> [VORLIEGENDER REISEBERICHT]:
>>>

TimeOut in Südamerika

Reisezeit: April - August 2008  |  von Beatrice Feldbauer

Woche 14 12.-18. Juli 2008: Kindheitstraum

Seit ich als Kind zum ersten Mal eine Foto von dieser vergessenen Inka-Stadt in den Anden gesehen hatte, wusste ich dass ich diese Stadt einmal sehen möchte. Aber ganz ehrlich, eigentlich hatte ich gar nie daran gedacht, dass dieser Wunsch sich einmal erfüllen würde. Es war ein Traum und manche Träume behält man ein ganzes Leben.

Und jetzt bin ich trotzdem hier, nur noch Stunden entfernt von meinem Ziel.

Ich hatte wunderbar geschlafen. Nach dem Thermalwasser gestern, war ich so müde, dass ich gleich eingeschlafen bin. Um fünf Uhr gibt es Frühstück und Edison holt mich kurz darauf ab. Mein erster Gedanke, wie ich aus dem Fenster schaue: Es regnet. Es tropft von allen Bäumen. "Ist das normal?" "Nein", meint Edison, "das ist sehr selten. Eigentlich regnet es um diese Jahreszeit nie. Aber es ändert sich eben alles".

Mit dem Bus fahren wir hinauf nach Machu Picchu. "Gibt es eine Strasse bis Aguas Calientes, oder wie kommen denn die vielen Busse ins Dorf?" will ich wissen. "Nein, es gibt keine Strasse. Die einzige Verbindung ist die Bahn und der Fussweg, der Inka-Trail. Die Busse wurden mit der Bahn transportiert".

Die steile Anfahrt von Aguas Calientes nach Machu Picchu

Die steile Anfahrt von Aguas Calientes nach Machu Picchu

Steil geht es den Berghang hinauf. Auf einer engen Naturstrasse mit vielen Kurven und steilen Abhängen. Manchmal gibt es ein paar Meter Leitplanke. "Es braucht nicht mehr davon", sagt Edison. "Weisst du, die Verarbeitung ist bei uns so schlecht, dass es besser ist, wenn keine da stehen. Sie würden doch nichts nutzen". Die Busse fahren pausenlos und sie wissen, wo die Ausweichstellen sind.

Warum wir so früh unterwegs sind? Um den Sonnenaufgang über der alten Stadt beobachten zu können. Diese Rechnung scheinen wir heute aber ohne die Sonne gemacht zu haben. Der ganze Berg ist in dicken Wolken eingepackt. Zwar regnet es nicht mehr, es war nur ein kleiner Schauer in der Nacht, aber es dämpft in den Wäldern.

<<<

> [DATENABSCHNITT]:

>>>

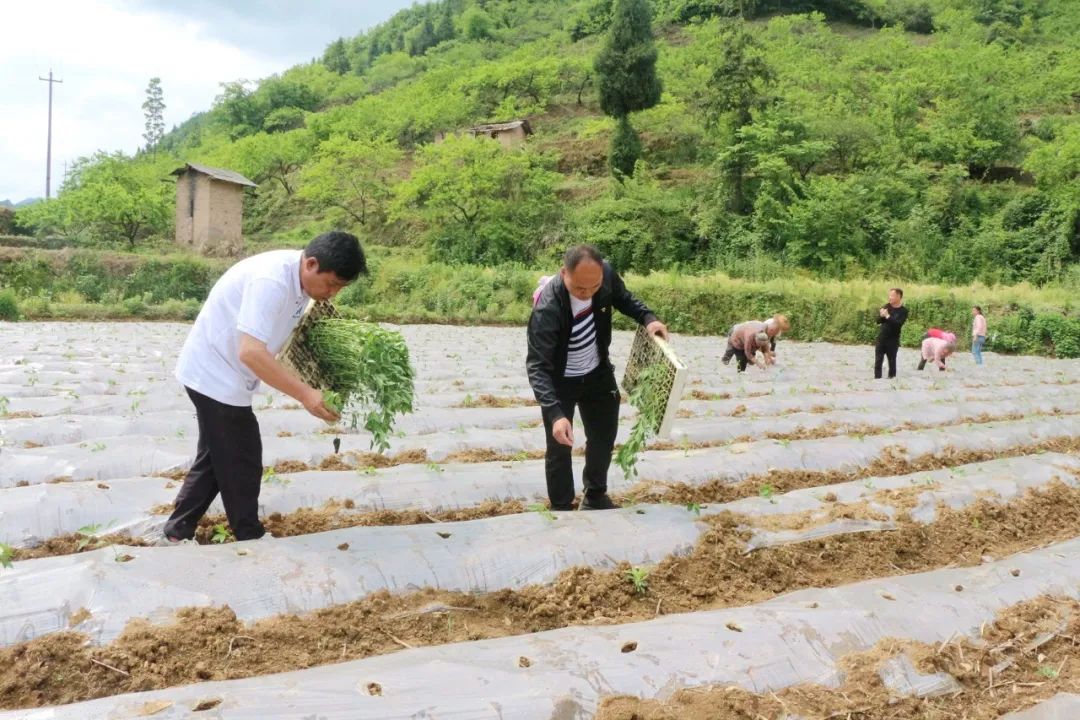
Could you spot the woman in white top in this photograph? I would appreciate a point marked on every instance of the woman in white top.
(977, 334)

<<<

> [ANFORDERUNGEN]:
1) Um wie viel Uhr gibt es laut dem Reisebericht Frühstück?
2) Nenne alle Namen von Kontinenten, Gebirgen und Orten, die im Reisebericht vorkommen.
3) Schreibe den Reisebericht über Machu Picchu im Anschluss an seinen letzten Satz weiter.
Das Material steht in keinem Zusammenhang mit dem Reisebericht.

> [DIE ERGEBNISSE]:
1) Um fünf Uhr.

2) Südamerika, Anden, Aguas Calientes, Machu Picchu

3)
Bei der Endstation der Busse gibt es ein Hotel und einen Imbissstand, sowie Toiletten. Tickets werden kontrolliert und dann sind wir da. Auf den Terrassen von Machu Picchu. Ich habe Edison bereits gesagt, dass ich nicht zu schnell gehen kann und so steigen wir ganz langsam und gemächlich die vielen Stufen hinauf. Wir sind in der Agrarzone. Hier wurden verschiedene Gemüse angepflanzt.

Die Agrarzone von der Stadt her gesehen

Die Agrarzone von der Stadt her gesehen

Und dann sind wir ganz oben, beim Wärterhaus und sehen hinunter in die Stadt. Das ist der Ort, wo die berühmten Fotos geschossen werden. Heute ist damit gar nichts denn ich sehe nichts. Gar nichts von der Stadt. Alles ist in grauen Nebel gehüllt. Zwar versucht die Sonne unterdessen, das Grau zu durchbrechen, aber es gelingt ihr nicht so richtig. Edison erzählt davon, wie die Inkas einen Ort für ihre Städte gesucht hatten. Die Sonne musste an bestimmten Tagen einen ganz genauen Lauf nehmen. Das wurde abgeklärt und im nächsten und übernächsten Jahr noch einmal geprüft. Erst wenn man ganz sicher war, entschloss man sich, die Stadt an diesem Ort zu bauen.

Die Inkas waren Wissenschaftler, sie optimierten alles. Ich sehe hinunter in den Nebel. Der hat im Moment den Kampf mit der Sonne verloren und die Stadt taucht auf. Für Minuten nur taucht sie aus dem Grau aus. Ich sehe Mauern, Giebel, Häuser, ganze Strassenzüge und dahinter erscheint ein Teil des Berges, des Huayna Picchu Doch dann deckt der Nebel alles wieder zu. "Lass uns hinunter gehen, in die Stadt, du kannst später noch einmal hierher kommen und eine Foto machen." Doch bevor wir in die Stadt hinunter steigen, zeigt mir Edison, wo er geboren wurde. Hier, auf der anderen Seite der Stadt, da wo es tief ins Tal hinunter geht, da unten liegt das Haus, in dem Edison aufgewachsen ist.

Das Haus links unten am Fluss ist das Geburtshaus von Edison

Das Haus links unten am Fluss ist das Geburtshaus von Edison

Sein Grossvater wohnt noch immer dort. Er ist über 90 Jahre alt, aber eigentlich weiss er nicht, wie alt er ist. Er betreibt etwas Landwirtschaft und ist das grosse Vorbild von Edison. Von ihm habe ich sehr viel gelernt. Er spricht nur Quechua und er kann noch die Inka-Schrift mit den Schnüren entziffern. Er kann sich auch noch an die ersten Entdecker erinnern. Er spricht von Deutschen, die mit Pferden hier in die Schlucht vordrangen. Die vergessene Stadt auf dem Berg wurde 1911 offiziell vom Amerikaner Hiram Bingham entdeckt.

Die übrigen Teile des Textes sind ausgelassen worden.